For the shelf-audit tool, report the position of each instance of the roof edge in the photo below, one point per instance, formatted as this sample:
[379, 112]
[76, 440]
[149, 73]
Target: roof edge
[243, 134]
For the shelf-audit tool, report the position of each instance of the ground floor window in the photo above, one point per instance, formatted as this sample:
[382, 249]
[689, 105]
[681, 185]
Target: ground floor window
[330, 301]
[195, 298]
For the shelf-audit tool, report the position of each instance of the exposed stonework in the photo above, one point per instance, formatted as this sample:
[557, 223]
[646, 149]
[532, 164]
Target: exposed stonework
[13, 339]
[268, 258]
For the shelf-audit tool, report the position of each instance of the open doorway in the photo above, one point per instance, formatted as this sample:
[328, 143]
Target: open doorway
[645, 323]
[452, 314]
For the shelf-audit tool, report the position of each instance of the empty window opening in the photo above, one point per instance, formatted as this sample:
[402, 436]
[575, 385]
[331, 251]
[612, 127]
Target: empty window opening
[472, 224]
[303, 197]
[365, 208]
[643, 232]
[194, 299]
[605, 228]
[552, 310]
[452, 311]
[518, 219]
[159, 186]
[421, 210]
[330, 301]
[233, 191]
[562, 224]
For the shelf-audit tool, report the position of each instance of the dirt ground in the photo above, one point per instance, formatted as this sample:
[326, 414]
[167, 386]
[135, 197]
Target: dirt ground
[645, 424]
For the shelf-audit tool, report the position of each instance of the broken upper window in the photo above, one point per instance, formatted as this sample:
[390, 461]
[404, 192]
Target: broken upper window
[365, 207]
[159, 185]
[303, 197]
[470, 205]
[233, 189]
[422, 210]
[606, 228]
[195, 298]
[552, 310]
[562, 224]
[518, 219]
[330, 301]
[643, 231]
────────────────
◆ WORK REQUIRED ◆
Please copy the material exactly, line for line.

◆ REPLY ◆
For the shelf-audit tool, report the position of each instance of the roof edge in the photo below, one point per instance, formatted as this sample:
[379, 112]
[76, 440]
[149, 73]
Target: roof edge
[243, 134]
For the shelf-audit tool, report the position of each instance of the ground floor window in the photo above, one point per instance, formatted as this sample:
[382, 249]
[689, 105]
[681, 185]
Target: ground floor window
[330, 301]
[195, 298]
For the shelf-audit tool, report the position of each instance of the exposed stonework in the photo above, one point per instance, formatted as this sample:
[557, 223]
[646, 149]
[532, 164]
Target: exposed stonework
[13, 339]
[268, 258]
For the shelf-audit tool, report the position of each instance of the open doorway in the photo above, one point per instance, formatted as this sample:
[328, 143]
Target: open doorway
[645, 323]
[452, 314]
For the shelf-audit tool, report the position of each instance of the empty window opening in the photo above, one point per instance, formatted as this sample:
[402, 436]
[575, 385]
[331, 251]
[612, 127]
Target: empty window opening
[472, 224]
[303, 197]
[365, 208]
[643, 232]
[194, 299]
[605, 228]
[552, 310]
[452, 311]
[518, 219]
[159, 186]
[421, 210]
[330, 301]
[233, 191]
[562, 224]
For the shelf-audit tool, report the position of each instance of the dirt ground in the photo above, one point per instance, formatted as this sample:
[326, 414]
[167, 386]
[135, 197]
Target: dirt ground
[645, 424]
For the shelf-audit tool, report the position of each instance of the broken upper window in the photo above, one point per instance, formatted as this sample:
[390, 461]
[404, 192]
Target: broken upper window
[365, 207]
[159, 185]
[303, 197]
[470, 205]
[233, 189]
[422, 210]
[606, 228]
[195, 298]
[552, 310]
[562, 224]
[518, 219]
[330, 301]
[643, 231]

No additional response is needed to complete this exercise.